§ AUFGABENSTELLUNG: Benennen Sie im Vortrag zum Ukraine-Krieg und Völkerrecht „Internationalen Strafgerichtshof“ in „IStGH“ um und geben Sie den Abschnitt wieder, der bei „Dies ist eine“ beginnt und bei „heute nicht beigetreten.“ endet.

§ TEXTAUSZUG:
16.11.2023

Der Ukraine-Krieg und das Völkerrecht

Vortrag beim 10. Kleinen Verwaltungsgerichtstag in Saarbrücken (Teil 3)

Der Ukraine-Krieg und das Völkerrecht

Vortrag beim 10. Kleinen Verwaltungsgerichtstag in Saarbrücken (Teil 3)

Die Ukraine darf sich kraft ihres Selbstverteidigungsrechts (Art. 51 UN-Charta) militärisch zur Wehr setzen.  | © diy13 - stock.adobe.com
Die Ukraine darf sich kraft ihres Selbstverteidigungsrechts (Art. 51 UN-Charta) militärisch zur Wehr setzen.  | © diy13 - stock.adobe.com

„Der Ukraine-Krieg und das Völkerrecht“– ein Fass ohne Boden. Dieser Beitrag möchte einige Punkte herausgreifen und muss viel Interessantes weglassen. Eine ausführliche Version mit Nachweisen finden Sie als ,Saar Expert Paper‘ beim Europa-Institut.‟1Der Text stellt eine leicht überarbeitete Fassung des Vortrags der Autorin vom 04.05.2023 beim 10. Kleinen Verwaltungsgerichtstag in Saarbrücken dar. Siehe zur ausführlichen elektronischen Fassung mit Quellennachweisen: Richter, Dagmar, Der Ukraine-Krieg – strategische Abstinenz und Verantwortung für das Völkerrecht, Saar Expert Paper, 06/2023, online verfügbar unter: http://jean-monnet-saar.eu/?page_id=70. Wichtige Dokumente sind dort unmittelbar verlinkt. (Teil 3)

Dies ist eine Fortsetzung. Lesen Sie hier Teil 1 und Teil 2 des Beitrags.

VI. Völkerrechtliche Verantwortlichkeit

1. Individuelle und staatliche Verantwortlichkeit

Das Römische Statut über den Internationalen Strafgerichtshof regelt nur die individuelle Strafbarkeit von Personen, die für bestimmte schwere Verbrechen gegen den Frieden und die Sicherheit in der Welt verantwortlich sind (Art. 6-8bis Röm. Statut). Russland ist nicht Vertragspartei. Die Ukraine hat die Anwendbarkeit auf ihrem Territorium zwar durch zwei bindende Erklärungen (Art. 12 Abs. 3 Röm. Statut) anerkannt, ist aber selbst dem Statut bis heute nicht beigetreten.

§ AUSZÜGE DER EINTRÄGE:
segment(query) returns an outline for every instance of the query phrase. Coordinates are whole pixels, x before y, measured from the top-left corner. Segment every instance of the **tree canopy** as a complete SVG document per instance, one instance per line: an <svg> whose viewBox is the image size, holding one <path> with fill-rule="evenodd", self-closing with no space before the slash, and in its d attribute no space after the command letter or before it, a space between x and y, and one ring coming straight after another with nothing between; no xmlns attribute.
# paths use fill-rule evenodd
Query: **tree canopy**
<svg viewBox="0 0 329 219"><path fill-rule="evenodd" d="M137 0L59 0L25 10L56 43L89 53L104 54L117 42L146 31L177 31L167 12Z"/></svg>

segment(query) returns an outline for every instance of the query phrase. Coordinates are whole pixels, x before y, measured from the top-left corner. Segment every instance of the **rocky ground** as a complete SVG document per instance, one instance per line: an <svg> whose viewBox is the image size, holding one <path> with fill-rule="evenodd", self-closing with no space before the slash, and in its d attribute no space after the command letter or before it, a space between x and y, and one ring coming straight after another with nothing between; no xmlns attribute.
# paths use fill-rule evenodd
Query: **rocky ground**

§ LÖSUNG:
Dies ist eine Fortsetzung. Lesen Sie hier Teil 1 und Teil 2 des Beitrags.

VI. Völkerrechtliche Verantwortlichkeit

1. Individuelle und staatliche Verantwortlichkeit

Das Römische Statut über den IStGH regelt nur die individuelle Strafbarkeit von Personen, die für bestimmte schwere Verbrechen gegen den Frieden und die Sicherheit in der Welt verantwortlich sind (Art. 6-8bis Röm. Statut). Russland ist nicht Vertragspartei. Die Ukraine hat die Anwendbarkeit auf ihrem Territorium zwar durch zwei bindende Erklärungen (Art. 12 Abs. 3 Röm. Statut) anerkannt, ist aber selbst dem Statut bis heute nicht beigetreten.